■ **The exercise**
Reproduce the lines of the listing below verbatim, starting at the line that contains "Task: mark the tree" and ending at the line that contains "[[436, 96], [470, 75], [492, 102], [543, 87], [821, 27]]", with both of those lines included.

■ **Stored data**
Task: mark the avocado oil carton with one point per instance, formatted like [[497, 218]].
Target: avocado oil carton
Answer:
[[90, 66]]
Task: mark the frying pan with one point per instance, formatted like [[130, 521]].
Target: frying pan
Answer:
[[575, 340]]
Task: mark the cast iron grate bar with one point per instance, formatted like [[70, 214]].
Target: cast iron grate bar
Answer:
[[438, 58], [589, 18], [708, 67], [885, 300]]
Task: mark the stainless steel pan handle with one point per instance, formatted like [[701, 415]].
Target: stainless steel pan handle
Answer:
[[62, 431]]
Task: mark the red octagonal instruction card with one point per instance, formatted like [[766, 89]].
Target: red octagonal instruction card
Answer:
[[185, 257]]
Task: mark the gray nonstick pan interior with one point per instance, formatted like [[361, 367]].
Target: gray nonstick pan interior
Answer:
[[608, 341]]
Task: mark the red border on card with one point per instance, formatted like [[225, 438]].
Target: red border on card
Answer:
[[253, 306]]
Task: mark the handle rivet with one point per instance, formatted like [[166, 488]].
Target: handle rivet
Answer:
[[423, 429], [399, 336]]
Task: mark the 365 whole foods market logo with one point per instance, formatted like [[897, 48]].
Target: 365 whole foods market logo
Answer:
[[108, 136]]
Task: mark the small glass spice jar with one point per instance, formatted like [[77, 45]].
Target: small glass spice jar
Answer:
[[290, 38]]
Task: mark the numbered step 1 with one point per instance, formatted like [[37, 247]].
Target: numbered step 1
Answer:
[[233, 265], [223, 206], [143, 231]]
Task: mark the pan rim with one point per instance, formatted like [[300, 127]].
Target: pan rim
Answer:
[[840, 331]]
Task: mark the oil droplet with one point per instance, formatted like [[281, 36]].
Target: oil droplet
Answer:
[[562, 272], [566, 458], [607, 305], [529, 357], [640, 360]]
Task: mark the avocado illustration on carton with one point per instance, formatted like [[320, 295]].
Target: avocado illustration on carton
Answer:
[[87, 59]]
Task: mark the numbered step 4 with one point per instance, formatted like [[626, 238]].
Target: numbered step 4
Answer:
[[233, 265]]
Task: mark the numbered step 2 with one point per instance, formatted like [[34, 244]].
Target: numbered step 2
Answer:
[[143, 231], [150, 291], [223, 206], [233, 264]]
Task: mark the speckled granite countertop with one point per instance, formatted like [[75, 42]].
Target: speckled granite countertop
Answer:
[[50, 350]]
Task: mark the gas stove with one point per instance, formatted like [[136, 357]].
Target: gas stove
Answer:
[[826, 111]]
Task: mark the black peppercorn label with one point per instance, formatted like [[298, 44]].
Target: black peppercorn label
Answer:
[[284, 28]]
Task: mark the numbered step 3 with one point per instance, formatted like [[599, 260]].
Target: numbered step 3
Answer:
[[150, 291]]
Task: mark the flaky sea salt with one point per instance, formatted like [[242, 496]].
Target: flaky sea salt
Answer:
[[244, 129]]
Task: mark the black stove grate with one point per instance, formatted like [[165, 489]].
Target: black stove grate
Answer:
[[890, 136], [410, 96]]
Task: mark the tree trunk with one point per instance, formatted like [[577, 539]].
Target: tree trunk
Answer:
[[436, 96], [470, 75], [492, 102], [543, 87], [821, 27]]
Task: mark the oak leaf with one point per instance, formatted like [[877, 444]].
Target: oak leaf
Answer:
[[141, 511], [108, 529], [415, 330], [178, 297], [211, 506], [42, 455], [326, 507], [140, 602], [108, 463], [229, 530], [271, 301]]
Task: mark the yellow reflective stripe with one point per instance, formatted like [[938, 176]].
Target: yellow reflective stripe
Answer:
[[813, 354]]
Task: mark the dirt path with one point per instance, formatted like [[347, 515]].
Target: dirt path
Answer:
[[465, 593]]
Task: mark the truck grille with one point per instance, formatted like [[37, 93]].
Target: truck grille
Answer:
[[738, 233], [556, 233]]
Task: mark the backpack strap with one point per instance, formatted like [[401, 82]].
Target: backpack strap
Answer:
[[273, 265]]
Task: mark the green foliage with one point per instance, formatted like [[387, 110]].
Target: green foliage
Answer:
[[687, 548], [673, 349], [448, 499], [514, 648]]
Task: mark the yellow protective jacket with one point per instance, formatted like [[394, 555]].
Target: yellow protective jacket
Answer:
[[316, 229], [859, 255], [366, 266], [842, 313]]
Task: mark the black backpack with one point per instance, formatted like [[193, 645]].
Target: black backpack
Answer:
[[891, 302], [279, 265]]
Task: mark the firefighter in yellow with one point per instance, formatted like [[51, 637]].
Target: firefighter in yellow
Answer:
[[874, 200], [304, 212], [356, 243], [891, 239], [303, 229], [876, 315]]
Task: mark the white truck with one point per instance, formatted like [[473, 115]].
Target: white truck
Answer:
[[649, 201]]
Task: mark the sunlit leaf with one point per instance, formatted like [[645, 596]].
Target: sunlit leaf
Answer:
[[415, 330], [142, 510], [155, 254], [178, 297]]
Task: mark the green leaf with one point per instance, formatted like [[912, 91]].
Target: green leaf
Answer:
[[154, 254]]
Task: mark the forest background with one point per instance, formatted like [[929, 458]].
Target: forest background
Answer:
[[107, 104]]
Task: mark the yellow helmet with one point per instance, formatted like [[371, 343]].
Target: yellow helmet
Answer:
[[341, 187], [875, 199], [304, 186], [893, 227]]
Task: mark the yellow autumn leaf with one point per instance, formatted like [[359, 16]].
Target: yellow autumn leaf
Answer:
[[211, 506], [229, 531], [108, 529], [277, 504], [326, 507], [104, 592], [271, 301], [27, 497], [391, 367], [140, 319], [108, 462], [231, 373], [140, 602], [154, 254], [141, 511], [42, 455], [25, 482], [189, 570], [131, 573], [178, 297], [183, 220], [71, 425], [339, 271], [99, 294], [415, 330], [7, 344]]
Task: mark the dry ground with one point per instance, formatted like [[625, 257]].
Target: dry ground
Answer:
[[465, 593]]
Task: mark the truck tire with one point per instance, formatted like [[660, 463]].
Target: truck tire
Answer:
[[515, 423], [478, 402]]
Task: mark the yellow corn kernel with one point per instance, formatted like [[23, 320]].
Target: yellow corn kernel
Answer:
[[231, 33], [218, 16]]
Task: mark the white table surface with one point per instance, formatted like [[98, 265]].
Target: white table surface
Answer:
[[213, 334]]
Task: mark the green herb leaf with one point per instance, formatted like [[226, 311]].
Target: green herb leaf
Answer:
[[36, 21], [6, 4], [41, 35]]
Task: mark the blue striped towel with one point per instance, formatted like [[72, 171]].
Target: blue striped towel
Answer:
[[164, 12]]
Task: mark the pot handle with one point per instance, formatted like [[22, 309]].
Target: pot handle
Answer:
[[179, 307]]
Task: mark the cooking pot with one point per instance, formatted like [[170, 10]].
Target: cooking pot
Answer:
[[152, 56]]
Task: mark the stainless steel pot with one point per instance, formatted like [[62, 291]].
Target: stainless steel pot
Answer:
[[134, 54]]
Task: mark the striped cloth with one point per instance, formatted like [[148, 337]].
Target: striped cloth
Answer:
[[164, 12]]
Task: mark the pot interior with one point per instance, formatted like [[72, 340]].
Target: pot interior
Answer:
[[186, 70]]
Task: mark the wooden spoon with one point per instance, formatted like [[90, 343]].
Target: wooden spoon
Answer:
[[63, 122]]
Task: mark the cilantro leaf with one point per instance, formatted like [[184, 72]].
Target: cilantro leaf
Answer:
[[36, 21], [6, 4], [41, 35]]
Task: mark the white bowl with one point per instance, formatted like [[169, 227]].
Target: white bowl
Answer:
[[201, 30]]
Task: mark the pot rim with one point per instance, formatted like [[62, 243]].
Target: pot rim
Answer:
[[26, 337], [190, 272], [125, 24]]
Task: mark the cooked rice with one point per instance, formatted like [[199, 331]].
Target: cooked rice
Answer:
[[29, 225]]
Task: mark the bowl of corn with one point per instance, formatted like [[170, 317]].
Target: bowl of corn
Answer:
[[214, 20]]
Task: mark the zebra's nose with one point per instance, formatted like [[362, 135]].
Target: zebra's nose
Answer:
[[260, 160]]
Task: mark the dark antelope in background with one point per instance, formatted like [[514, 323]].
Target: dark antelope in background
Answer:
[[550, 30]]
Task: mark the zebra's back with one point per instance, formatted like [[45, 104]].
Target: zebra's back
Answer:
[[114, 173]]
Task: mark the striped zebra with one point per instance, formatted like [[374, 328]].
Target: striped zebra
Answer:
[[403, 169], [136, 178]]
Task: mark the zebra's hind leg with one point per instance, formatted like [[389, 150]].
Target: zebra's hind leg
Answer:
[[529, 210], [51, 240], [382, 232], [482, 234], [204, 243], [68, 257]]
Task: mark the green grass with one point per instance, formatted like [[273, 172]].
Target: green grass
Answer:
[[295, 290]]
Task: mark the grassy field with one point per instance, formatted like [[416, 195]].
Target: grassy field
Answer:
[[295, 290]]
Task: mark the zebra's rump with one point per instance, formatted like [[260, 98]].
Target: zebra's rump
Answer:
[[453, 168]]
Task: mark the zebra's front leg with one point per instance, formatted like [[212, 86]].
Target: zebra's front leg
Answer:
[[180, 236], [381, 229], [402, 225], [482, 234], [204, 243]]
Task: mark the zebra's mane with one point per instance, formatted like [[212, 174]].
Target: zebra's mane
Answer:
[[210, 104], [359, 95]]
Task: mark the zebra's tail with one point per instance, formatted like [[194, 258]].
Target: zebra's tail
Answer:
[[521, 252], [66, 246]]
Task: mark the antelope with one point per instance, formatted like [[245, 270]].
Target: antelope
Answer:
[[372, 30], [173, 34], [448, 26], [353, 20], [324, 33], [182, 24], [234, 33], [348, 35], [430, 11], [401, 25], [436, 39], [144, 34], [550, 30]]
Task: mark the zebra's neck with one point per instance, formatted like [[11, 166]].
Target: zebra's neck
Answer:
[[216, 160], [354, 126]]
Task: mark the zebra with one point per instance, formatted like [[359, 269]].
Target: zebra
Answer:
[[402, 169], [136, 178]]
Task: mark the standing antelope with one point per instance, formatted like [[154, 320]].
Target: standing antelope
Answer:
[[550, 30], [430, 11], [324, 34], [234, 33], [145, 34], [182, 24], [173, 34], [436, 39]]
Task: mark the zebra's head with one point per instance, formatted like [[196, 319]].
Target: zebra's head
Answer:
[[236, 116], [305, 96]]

■ **Exercise answer**
Task: mark the tree trunk with one point per instance, formatted like [[577, 539]].
Target: tree trunk
Answer:
[[436, 96], [470, 75], [492, 102], [543, 87], [821, 27]]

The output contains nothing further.